◆ Texto fornecido:
A produção, lançada em 2000, foi dirigida pelo excelente diretor americano de dramas Darren Aronofsky, que também já assinou outros reconhecidos trabalhos, como “O Lutador” (2008) e “Cisne Negro” (2010).  Recentemente, terminou as filmagens de “Noé”, protagonizado pelo ator Russell Crowe. Aronofsky colaborou ao lado do escritor Hubert Selby Jr. na elaboração do roteiro adaptado do livro homônimo, escrito pelo próprio Selby.

O eficiente elenco é formado por Jared Leto, ganhador do Oscar 2014 de Melhor Ator Coadjuvante pelo seu trabalho em “Clube de Compras Dallas” (2013), Jennifer Connely, que foi vencedora de um Oscar, um Globo de Ouro e um BAFTA pelo seu papel secundário em “Uma Mente Brilhante” (2002), Ellen Burstyn, ganhadora, dentre outros prêmios, do Oscar de Melhor Atriz em “Alice Não Mora Mais Aqui” (1975) – ela já trabalhou com Aronofsky no filme “Fonte da Vida” (2006) – e Marlon Wayans, que interpretou o melhor personagem da sua carreira no mais significativo filme em que já participou.

A vida para Sara Goldfarb (Burstyn), uma mulher de meia idade e no auge dos cabelos brancos, é convenientemente pacata, mas de uma insuportável morosidade desde que perdeu o marido. Ela é mãe de Harry (Leto), viciado em heroína, assim como a namorada Marion Silver (Connely) e o amigo Tyrone (Wayans). Os quatro personagens são inseridos num universo utópico proporcionado pelas irrealidades de uma vida cheia de brilhos e satisfação, sensações estas que são proporcionadas por diferentes tipos de drogas. No caso da personagem Goldfarb, a droga entra pela porta da frente. Classificada como lícita, a anfetamina, usada para métodos de emagrecimento, transforma a vida da senhora numa situação irreversível de dor, loucura e agonia.

◆ Dados do exercício:
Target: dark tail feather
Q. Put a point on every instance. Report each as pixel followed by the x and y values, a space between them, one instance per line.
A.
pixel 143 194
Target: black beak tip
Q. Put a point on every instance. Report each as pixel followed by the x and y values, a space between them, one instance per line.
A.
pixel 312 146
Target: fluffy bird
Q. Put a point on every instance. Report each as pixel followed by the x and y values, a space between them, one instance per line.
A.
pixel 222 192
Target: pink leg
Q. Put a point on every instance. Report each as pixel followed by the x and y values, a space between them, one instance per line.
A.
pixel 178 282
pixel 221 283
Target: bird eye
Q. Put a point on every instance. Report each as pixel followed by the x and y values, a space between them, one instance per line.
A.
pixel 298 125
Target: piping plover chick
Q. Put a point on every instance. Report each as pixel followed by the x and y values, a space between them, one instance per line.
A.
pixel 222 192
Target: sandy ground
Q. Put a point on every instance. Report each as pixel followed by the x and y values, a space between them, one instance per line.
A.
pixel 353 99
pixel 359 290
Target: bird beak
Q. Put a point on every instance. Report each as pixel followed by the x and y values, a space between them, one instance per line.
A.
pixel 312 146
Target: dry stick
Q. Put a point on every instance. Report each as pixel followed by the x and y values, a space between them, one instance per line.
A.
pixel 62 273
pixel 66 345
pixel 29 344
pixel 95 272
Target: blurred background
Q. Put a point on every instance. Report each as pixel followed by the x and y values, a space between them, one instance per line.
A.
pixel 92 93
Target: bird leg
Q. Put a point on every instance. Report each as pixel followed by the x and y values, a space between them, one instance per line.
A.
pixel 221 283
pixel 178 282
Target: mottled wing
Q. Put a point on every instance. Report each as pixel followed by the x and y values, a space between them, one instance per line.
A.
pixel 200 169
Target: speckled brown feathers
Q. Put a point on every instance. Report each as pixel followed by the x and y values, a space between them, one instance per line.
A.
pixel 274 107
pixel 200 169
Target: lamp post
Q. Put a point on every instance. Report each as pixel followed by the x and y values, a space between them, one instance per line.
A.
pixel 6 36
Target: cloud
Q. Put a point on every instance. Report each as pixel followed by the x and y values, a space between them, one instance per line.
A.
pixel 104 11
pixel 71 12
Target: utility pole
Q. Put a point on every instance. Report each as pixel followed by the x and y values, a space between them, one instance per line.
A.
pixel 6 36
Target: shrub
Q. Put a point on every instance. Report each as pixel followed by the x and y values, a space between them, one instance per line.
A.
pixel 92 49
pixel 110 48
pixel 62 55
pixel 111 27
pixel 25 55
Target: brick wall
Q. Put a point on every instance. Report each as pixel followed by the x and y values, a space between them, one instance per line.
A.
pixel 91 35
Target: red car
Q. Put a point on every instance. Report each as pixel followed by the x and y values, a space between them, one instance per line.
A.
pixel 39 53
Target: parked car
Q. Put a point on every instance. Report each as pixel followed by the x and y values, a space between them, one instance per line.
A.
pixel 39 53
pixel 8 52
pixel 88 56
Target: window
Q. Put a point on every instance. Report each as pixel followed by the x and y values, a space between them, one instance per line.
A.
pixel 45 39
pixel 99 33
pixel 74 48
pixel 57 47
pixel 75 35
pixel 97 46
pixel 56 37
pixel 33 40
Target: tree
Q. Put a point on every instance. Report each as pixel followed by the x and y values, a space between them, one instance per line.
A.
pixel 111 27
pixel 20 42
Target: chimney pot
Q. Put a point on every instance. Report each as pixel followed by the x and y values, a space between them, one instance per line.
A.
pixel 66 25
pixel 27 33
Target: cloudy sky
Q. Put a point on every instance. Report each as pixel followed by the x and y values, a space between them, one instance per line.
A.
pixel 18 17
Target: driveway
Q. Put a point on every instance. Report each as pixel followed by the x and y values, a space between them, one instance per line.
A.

◆ Problemas e tarefas:
a. Com base no texto fornecido, responda:
(i) Em que ano a produção foi lançada?
(ii) Por qual filme Jared Leto venceu o Oscar 2014 de Melhor Ator Coadjuvante?
(iii) Que droga transforma a vida de Sara Goldfarb?
b. Reproduza as linhas dos registros, começando na linha que contém "Target: bird beak" e terminando na que contém "pixel 88 56", ambas incluídas.

◆ Exercício resolvido:
a.
(i) Em 2000.
(ii) Por “Clube de Compras Dallas” (2013).
(iii) A anfetamina.

b.
Target: bird beak
Q. Put a point on every instance. Report each as pixel followed by the x and y values, a space between them, one instance per line.
A.
pixel 312 146
Target: dry stick
Q. Put a point on every instance. Report each as pixel followed by the x and y values, a space between them, one instance per line.
A.
pixel 62 273
pixel 66 345
pixel 29 344
pixel 95 272
Target: blurred background
Q. Put a point on every instance. Report each as pixel followed by the x and y values, a space between them, one instance per line.
A.
pixel 92 93
Target: bird leg
Q. Put a point on every instance. Report each as pixel followed by the x and y values, a space between them, one instance per line.
A.
pixel 221 283
pixel 178 282
Target: mottled wing
Q. Put a point on every instance. Report each as pixel followed by the x and y values, a space between them, one instance per line.
A.
pixel 200 169
Target: speckled brown feathers
Q. Put a point on every instance. Report each as pixel followed by the x and y values, a space between them, one instance per line.
A.
pixel 274 107
pixel 200 169
Target: lamp post
Q. Put a point on every instance. Report each as pixel followed by the x and y values, a space between them, one instance per line.
A.
pixel 6 36
Target: cloud
Q. Put a point on every instance. Report each as pixel followed by the x and y values, a space between them, one instance per line.
A.
pixel 104 11
pixel 71 12
Target: utility pole
Q. Put a point on every instance. Report each as pixel followed by the x and y values, a space between them, one instance per line.
A.
pixel 6 36
Target: shrub
Q. Put a point on every instance. Report each as pixel followed by the x and y values, a space between them, one instance per line.
A.
pixel 92 49
pixel 110 48
pixel 62 55
pixel 111 27
pixel 25 55
Target: brick wall
Q. Put a point on every instance. Report each as pixel followed by the x and y values, a space between them, one instance per line.
A.
pixel 91 35
Target: red car
Q. Put a point on every instance. Report each as pixel followed by the x and y values, a space between them, one instance per line.
A.
pixel 39 53
Target: parked car
Q. Put a point on every instance. Report each as pixel followed by the x and y values, a space between them, one instance per line.
A.
pixel 39 53
pixel 8 52
pixel 88 56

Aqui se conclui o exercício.